*Coordinate labeling data*.
****************
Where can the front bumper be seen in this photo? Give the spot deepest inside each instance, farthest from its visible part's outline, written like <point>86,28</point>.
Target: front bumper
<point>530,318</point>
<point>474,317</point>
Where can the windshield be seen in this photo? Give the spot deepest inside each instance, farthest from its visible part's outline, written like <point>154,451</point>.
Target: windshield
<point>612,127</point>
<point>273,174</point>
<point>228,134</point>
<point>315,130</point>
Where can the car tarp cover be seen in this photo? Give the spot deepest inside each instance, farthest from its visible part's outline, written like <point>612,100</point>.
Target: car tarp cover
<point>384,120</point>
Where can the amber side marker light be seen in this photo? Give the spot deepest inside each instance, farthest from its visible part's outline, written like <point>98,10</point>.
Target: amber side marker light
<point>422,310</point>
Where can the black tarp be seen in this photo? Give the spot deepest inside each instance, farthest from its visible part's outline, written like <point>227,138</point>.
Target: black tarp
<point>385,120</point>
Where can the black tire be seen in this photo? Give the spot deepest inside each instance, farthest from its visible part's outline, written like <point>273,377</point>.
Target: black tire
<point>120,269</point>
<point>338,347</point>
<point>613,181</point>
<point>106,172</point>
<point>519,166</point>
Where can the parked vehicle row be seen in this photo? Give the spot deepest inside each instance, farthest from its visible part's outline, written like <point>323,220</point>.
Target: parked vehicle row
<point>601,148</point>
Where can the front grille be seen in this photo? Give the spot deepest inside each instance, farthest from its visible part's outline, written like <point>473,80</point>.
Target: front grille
****************
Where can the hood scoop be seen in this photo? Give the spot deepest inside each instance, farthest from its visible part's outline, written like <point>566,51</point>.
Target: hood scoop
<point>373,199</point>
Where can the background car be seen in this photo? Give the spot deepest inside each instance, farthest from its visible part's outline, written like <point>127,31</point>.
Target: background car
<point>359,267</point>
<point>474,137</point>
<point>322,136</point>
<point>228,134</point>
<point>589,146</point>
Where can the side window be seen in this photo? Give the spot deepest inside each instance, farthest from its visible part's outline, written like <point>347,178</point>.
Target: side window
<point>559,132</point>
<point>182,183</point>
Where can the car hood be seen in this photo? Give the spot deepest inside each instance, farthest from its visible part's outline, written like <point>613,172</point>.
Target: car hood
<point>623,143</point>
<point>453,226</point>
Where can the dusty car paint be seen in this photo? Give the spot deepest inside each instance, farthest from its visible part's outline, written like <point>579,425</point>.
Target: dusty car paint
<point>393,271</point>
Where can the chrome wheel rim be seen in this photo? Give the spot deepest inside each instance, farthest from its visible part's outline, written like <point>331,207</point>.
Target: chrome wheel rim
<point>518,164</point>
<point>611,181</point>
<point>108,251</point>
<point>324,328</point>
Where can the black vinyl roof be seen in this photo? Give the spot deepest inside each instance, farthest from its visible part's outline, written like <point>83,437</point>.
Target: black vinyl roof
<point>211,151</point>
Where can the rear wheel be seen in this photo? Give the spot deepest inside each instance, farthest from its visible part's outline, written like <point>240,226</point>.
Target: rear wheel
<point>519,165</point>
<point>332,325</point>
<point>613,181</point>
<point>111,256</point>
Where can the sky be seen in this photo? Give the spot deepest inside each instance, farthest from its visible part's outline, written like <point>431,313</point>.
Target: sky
****************
*EXERCISE INSTRUCTIONS*.
Pick out each line of the listing above that contains the word "tarp" and copy those lines.

*WRITTEN RESPONSE*.
Where can the car tarp cover be seen in this photo? Give the spot deepest inside each instance, farthest from its visible part's outline, written like <point>612,100</point>.
Target: car tarp cover
Where can the black tarp be seen in this photo? Give the spot deepest inside each instance, farthest from its visible part's outline, written like <point>227,138</point>.
Target: black tarp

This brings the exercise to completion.